**Exercise**. List each line below that contains the word "clear". Treat the match as case-sensitive.

Annotation dataset entries:
<<<<
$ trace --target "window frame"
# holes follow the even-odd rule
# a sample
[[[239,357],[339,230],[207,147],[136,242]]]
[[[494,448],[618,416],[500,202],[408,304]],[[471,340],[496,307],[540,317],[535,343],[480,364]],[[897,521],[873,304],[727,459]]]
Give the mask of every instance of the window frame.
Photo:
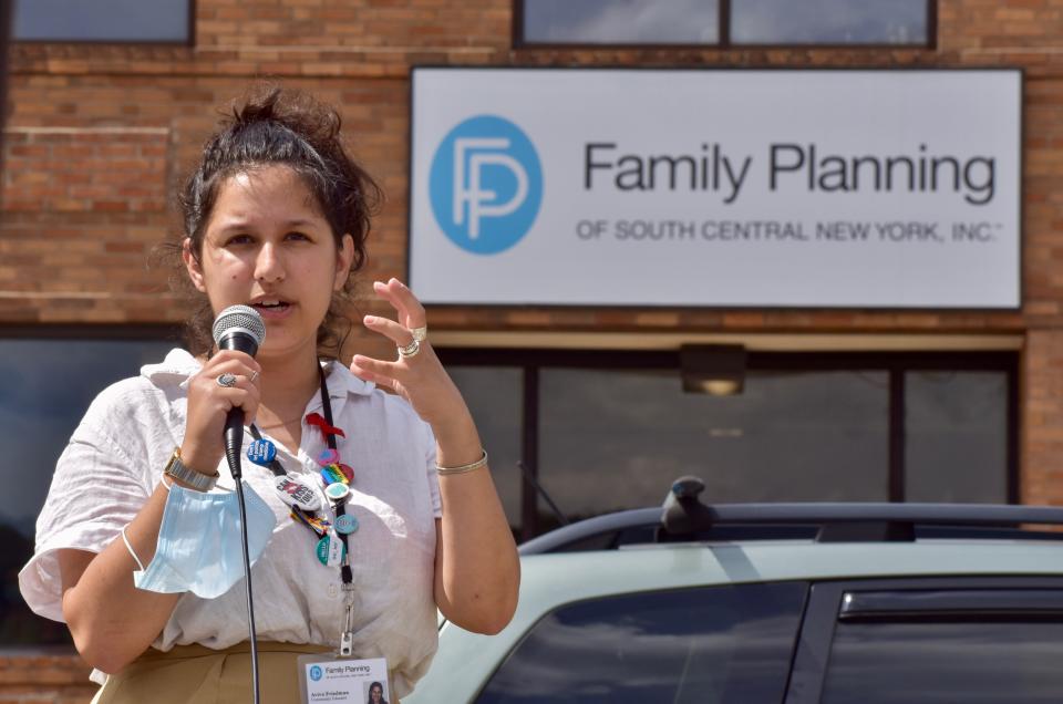
[[[21,2],[32,2],[33,0],[16,0]],[[114,45],[114,46],[195,46],[196,45],[196,3],[198,0],[185,0],[188,3],[188,25],[187,39],[184,40],[163,40],[163,39],[22,39],[16,35],[14,30],[14,2],[10,8],[10,41],[12,44],[25,44],[28,46],[42,44],[75,44],[84,46]]]
[[[534,0],[533,0],[534,1]],[[915,51],[936,51],[938,48],[938,1],[923,0],[927,6],[927,41],[922,44],[888,44],[888,43],[736,43],[731,40],[731,2],[733,0],[716,0],[719,3],[719,41],[715,43],[700,44],[671,44],[671,43],[641,43],[641,42],[610,42],[610,43],[586,43],[586,42],[537,42],[526,40],[524,37],[524,13],[528,0],[513,0],[513,48],[514,49],[547,49],[547,50],[574,50],[574,49],[595,49],[595,50],[620,50],[620,49],[641,49],[646,51],[690,51],[690,50],[732,50],[732,49],[828,49],[828,50],[915,50]]]
[[[520,496],[520,539],[541,535],[539,496],[539,372],[546,367],[588,370],[678,370],[679,350],[529,350],[515,348],[436,348],[444,365],[523,369],[520,462],[525,477]],[[1019,354],[1018,352],[756,352],[746,354],[747,371],[830,372],[886,371],[888,397],[888,487],[890,501],[905,501],[905,373],[914,371],[1002,372],[1008,383],[1005,406],[1005,500],[1018,504],[1019,484]],[[556,498],[556,497],[555,497]]]
[[[1060,577],[936,577],[815,582],[808,594],[805,618],[797,635],[797,650],[789,672],[786,704],[819,704],[830,666],[834,634],[842,615],[843,597],[859,591],[964,591],[994,589],[1014,591],[1063,589]],[[974,613],[972,611],[972,613]]]

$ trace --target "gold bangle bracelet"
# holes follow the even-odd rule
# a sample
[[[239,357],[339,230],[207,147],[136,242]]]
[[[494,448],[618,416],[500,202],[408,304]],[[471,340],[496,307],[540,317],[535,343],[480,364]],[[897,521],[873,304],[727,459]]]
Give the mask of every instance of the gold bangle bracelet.
[[[476,462],[469,463],[467,465],[460,465],[457,467],[443,467],[441,465],[435,465],[435,470],[441,477],[445,477],[452,474],[465,474],[466,472],[473,472],[474,469],[479,469],[481,467],[487,466],[487,451],[481,451],[484,454]]]

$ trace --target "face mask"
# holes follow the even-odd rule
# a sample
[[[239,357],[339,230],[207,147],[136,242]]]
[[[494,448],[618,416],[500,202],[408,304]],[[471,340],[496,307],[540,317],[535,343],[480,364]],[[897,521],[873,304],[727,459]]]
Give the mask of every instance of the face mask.
[[[246,482],[242,484],[247,551],[254,565],[266,549],[277,519],[266,501]],[[190,591],[203,599],[214,599],[242,577],[236,491],[204,494],[174,485],[163,510],[155,557],[143,572],[133,571],[133,583],[147,591]]]

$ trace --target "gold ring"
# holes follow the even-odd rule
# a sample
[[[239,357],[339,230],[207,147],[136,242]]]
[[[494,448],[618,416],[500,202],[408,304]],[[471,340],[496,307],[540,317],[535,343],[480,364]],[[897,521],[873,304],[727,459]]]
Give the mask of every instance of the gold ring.
[[[417,354],[421,353],[421,343],[417,342],[416,338],[414,338],[413,342],[411,342],[404,348],[398,348],[398,350],[399,350],[399,356],[410,359],[411,356],[416,356]]]

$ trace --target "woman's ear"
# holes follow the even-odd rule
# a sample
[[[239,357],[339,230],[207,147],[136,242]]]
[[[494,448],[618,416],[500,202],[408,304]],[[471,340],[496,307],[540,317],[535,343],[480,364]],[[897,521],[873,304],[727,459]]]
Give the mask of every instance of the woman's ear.
[[[336,257],[336,279],[332,281],[333,291],[342,291],[347,283],[347,277],[351,275],[351,262],[354,261],[354,238],[350,235],[343,236],[343,244],[337,251]]]
[[[199,263],[199,260],[196,259],[196,256],[192,253],[192,240],[185,238],[185,241],[180,244],[180,258],[185,262],[185,270],[188,271],[188,278],[192,280],[192,284],[196,287],[196,290],[200,293],[207,292],[207,287],[203,282],[203,266]]]

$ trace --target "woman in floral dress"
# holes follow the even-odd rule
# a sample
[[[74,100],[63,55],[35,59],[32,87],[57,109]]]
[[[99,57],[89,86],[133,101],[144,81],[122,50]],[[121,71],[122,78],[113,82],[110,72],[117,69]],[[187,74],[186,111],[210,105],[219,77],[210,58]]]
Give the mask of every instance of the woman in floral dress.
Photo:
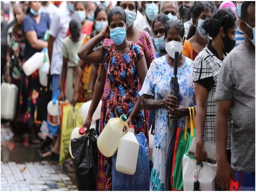
[[[177,121],[178,126],[185,127],[184,116],[189,115],[187,107],[194,103],[193,61],[181,53],[185,41],[185,28],[177,19],[169,20],[165,26],[166,50],[167,54],[155,59],[148,72],[142,88],[143,108],[155,110],[155,140],[153,149],[150,190],[165,191],[166,178],[167,128],[168,109],[170,117]],[[178,82],[182,100],[170,95],[170,81],[174,73],[174,53],[180,53],[178,65]],[[151,98],[155,96],[154,99]]]
[[[149,34],[145,31],[137,28],[133,25],[133,22],[136,18],[136,13],[138,8],[137,1],[117,1],[117,6],[123,8],[126,14],[126,22],[128,23],[127,30],[126,32],[126,39],[128,41],[132,41],[139,46],[144,53],[146,59],[148,69],[150,64],[156,58],[156,54],[154,44]],[[112,39],[105,39],[103,42],[103,46],[110,46],[114,43]],[[141,87],[139,84],[140,88]],[[107,106],[108,102],[108,96],[110,92],[110,85],[108,79],[106,78],[104,91],[102,98],[102,104],[101,111],[101,118],[100,122],[100,129],[101,132],[104,127],[104,121],[106,116]],[[148,125],[149,119],[149,113],[148,111],[144,111],[145,120]],[[148,126],[147,125],[148,127]],[[145,136],[148,140],[148,133],[145,133]],[[105,165],[101,164],[100,162],[105,160],[105,157],[100,151],[98,151],[99,155],[98,159],[98,177],[97,179],[97,190],[105,191],[105,186],[106,181],[106,172]],[[109,158],[108,159],[110,160]],[[100,172],[104,172],[104,174],[100,174]],[[109,177],[109,176],[108,176]],[[100,187],[99,187],[100,186]],[[109,187],[107,187],[109,188]]]
[[[107,26],[98,35],[90,39],[80,49],[78,55],[86,62],[101,64],[95,86],[92,103],[84,126],[89,127],[91,117],[103,94],[106,76],[110,85],[104,126],[110,118],[119,117],[123,114],[128,117],[128,124],[135,126],[137,133],[144,134],[148,129],[144,113],[140,110],[139,96],[139,81],[143,83],[147,68],[143,52],[139,46],[126,39],[127,23],[124,11],[115,7],[108,15]],[[110,36],[109,29],[110,31]],[[103,38],[111,38],[114,44],[93,50]],[[108,167],[111,172],[111,164]],[[108,171],[107,171],[107,172]],[[108,173],[107,173],[108,174]],[[106,190],[111,190],[111,174]]]
[[[15,25],[8,37],[5,77],[7,83],[14,84],[19,88],[25,48],[25,39],[22,34],[21,24],[26,15],[23,12],[22,4],[16,5],[14,7],[13,10]],[[18,100],[18,98],[17,99]],[[18,102],[17,102],[17,105],[18,105]],[[18,114],[18,112],[17,109],[16,115]],[[14,124],[12,125],[12,127],[14,128],[15,134],[22,134],[22,130],[19,129],[17,121],[14,121],[13,123]]]
[[[50,19],[49,15],[41,12],[41,1],[30,1],[27,16],[22,22],[22,33],[26,44],[24,62],[36,53],[42,51],[44,48],[48,47],[48,43],[44,40],[44,36],[49,29]],[[23,126],[20,128],[27,129],[28,132],[31,132],[31,135],[33,134],[33,136],[36,137],[36,126],[38,122],[34,120],[34,116],[40,87],[38,70],[28,76],[22,71],[21,77],[18,121]],[[28,134],[26,134],[25,137],[23,144],[28,146]],[[37,140],[31,141],[39,143]]]

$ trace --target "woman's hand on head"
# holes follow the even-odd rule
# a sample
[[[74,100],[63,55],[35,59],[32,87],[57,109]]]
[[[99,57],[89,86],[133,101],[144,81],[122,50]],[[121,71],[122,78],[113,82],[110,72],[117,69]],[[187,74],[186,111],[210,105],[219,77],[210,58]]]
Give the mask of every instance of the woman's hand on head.
[[[108,27],[108,24],[105,27],[104,29],[101,31],[101,33],[103,35],[103,37],[105,38],[110,39],[110,31],[109,27]]]

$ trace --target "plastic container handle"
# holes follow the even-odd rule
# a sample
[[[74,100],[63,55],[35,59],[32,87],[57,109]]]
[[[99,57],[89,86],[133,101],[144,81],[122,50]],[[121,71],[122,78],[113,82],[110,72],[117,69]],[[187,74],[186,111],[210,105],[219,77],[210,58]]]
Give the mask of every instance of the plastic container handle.
[[[53,103],[54,104],[55,104],[56,103],[56,101],[57,101],[57,100],[58,99],[58,97],[59,97],[59,90],[58,90],[57,91],[57,92],[55,93],[55,94],[53,96]]]

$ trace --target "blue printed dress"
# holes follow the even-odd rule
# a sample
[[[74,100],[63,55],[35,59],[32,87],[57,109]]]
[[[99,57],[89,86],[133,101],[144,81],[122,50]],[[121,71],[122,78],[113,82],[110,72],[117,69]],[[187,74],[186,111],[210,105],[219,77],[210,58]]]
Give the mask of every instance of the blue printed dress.
[[[179,105],[184,107],[194,105],[194,89],[193,62],[186,57],[182,66],[178,68],[178,81],[182,100]],[[156,59],[151,63],[140,95],[154,95],[156,100],[164,98],[171,91],[170,82],[174,68],[169,64],[166,56]],[[155,110],[155,139],[150,176],[150,190],[165,191],[166,174],[166,148],[168,110],[161,108]],[[184,117],[177,122],[178,126],[184,128]]]

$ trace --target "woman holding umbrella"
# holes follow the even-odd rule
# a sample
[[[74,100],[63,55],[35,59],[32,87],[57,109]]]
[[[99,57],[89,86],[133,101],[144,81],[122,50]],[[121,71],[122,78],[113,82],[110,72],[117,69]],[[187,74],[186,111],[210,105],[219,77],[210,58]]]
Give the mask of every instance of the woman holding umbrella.
[[[155,59],[151,63],[139,94],[142,96],[142,108],[155,110],[155,140],[150,177],[150,190],[153,191],[165,191],[166,189],[168,112],[173,121],[177,121],[179,127],[184,128],[184,116],[189,114],[187,107],[192,106],[194,103],[193,61],[181,53],[185,39],[184,31],[184,25],[178,19],[170,20],[165,24],[165,39],[167,54]],[[178,82],[182,98],[178,103],[176,97],[170,95],[170,81],[174,74],[176,51],[180,54]],[[155,96],[154,99],[151,98],[152,95]]]

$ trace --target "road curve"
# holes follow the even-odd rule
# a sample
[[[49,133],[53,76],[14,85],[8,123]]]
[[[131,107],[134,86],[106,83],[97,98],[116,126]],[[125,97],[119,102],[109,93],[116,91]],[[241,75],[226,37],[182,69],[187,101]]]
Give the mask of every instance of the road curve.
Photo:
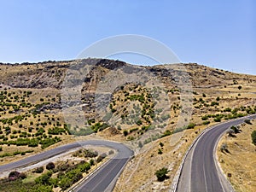
[[[230,192],[233,188],[221,173],[214,154],[218,139],[225,131],[241,124],[250,115],[213,125],[198,137],[188,153],[177,183],[177,192]]]
[[[111,190],[121,170],[133,155],[133,152],[125,144],[104,140],[87,140],[62,145],[55,148],[38,154],[26,159],[0,166],[0,172],[15,170],[38,163],[55,155],[67,152],[73,148],[85,145],[105,146],[115,149],[117,154],[100,169],[82,182],[73,191],[105,191]]]

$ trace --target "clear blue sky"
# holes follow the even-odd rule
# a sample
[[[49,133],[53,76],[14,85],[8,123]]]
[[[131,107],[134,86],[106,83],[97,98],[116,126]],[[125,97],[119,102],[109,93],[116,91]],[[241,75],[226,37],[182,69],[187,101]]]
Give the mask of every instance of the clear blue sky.
[[[0,3],[2,62],[74,59],[103,38],[139,34],[166,44],[183,62],[256,74],[254,0]]]

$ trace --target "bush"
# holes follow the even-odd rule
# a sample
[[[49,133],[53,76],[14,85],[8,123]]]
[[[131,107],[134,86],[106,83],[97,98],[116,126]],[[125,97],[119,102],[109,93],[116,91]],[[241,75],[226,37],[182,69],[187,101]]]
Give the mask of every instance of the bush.
[[[203,125],[208,125],[208,124],[210,124],[211,122],[209,121],[209,120],[206,120],[206,121],[204,121],[203,122]]]
[[[227,152],[229,153],[229,150],[228,150],[228,145],[226,143],[223,143],[221,146],[220,146],[220,151],[221,152]]]
[[[44,166],[40,166],[40,167],[37,167],[33,172],[36,172],[36,173],[42,173],[44,172]]]
[[[154,175],[157,177],[158,181],[164,181],[167,178],[166,174],[168,173],[168,170],[166,167],[159,169],[155,172]]]
[[[247,124],[252,125],[251,120],[248,119],[245,119],[244,122],[247,123]]]
[[[9,179],[10,181],[15,181],[16,180],[17,178],[19,178],[19,176],[20,176],[20,172],[17,172],[17,171],[14,171],[14,172],[11,172],[9,174]]]
[[[53,170],[54,168],[55,168],[55,165],[53,162],[49,162],[46,165],[47,170]]]
[[[126,137],[128,135],[127,130],[125,130],[123,133],[124,133],[124,136]]]
[[[252,141],[253,141],[253,143],[254,144],[254,145],[256,145],[256,131],[253,131],[253,132],[252,132]]]

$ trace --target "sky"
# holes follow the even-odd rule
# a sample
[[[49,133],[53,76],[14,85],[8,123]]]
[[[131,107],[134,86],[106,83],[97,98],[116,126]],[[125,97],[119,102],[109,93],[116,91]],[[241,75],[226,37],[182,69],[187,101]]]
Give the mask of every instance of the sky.
[[[0,62],[72,60],[122,34],[156,39],[181,62],[256,75],[254,0],[0,0]]]

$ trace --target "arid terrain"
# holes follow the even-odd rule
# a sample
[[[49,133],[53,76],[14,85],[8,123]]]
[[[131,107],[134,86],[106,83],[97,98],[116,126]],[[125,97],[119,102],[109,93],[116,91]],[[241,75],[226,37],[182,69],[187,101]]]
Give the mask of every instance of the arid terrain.
[[[118,141],[135,156],[114,191],[167,191],[200,131],[256,111],[256,76],[195,63],[139,67],[84,59],[1,64],[0,79],[0,164],[77,140]],[[241,154],[243,160],[255,159],[246,131],[250,126],[236,137],[224,138],[237,146],[247,141],[241,148],[246,151],[233,154],[235,146],[228,143],[230,154],[219,154],[219,160],[230,162],[230,156]],[[242,161],[234,163],[240,166]],[[159,182],[154,172],[162,167],[169,170],[168,178]],[[223,166],[225,173],[228,168]],[[247,183],[253,183],[250,178]],[[237,189],[239,179],[231,178]],[[256,189],[248,185],[248,191]]]

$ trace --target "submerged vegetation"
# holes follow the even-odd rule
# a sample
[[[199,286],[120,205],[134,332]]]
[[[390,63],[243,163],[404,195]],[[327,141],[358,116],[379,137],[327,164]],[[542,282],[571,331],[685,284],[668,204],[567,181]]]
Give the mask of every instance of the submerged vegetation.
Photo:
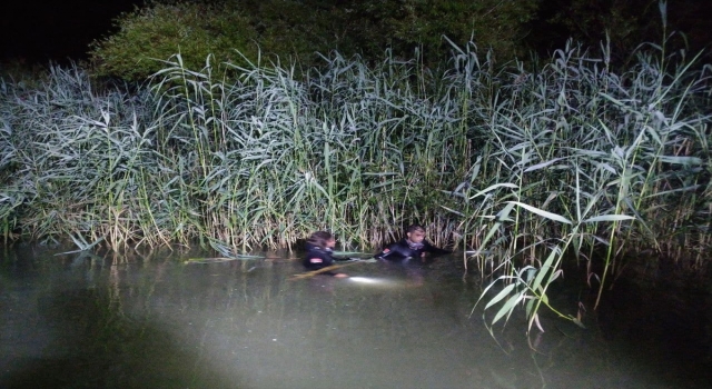
[[[492,323],[525,303],[530,328],[564,258],[601,289],[631,253],[706,267],[709,66],[664,44],[622,71],[607,47],[534,70],[453,48],[443,71],[333,53],[301,78],[175,56],[130,92],[79,67],[6,80],[0,231],[246,250],[329,229],[372,248],[421,222],[505,282]]]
>>>>
**Result**.
$ trace --target "clear blue sky"
Give the mask of every instance of the clear blue sky.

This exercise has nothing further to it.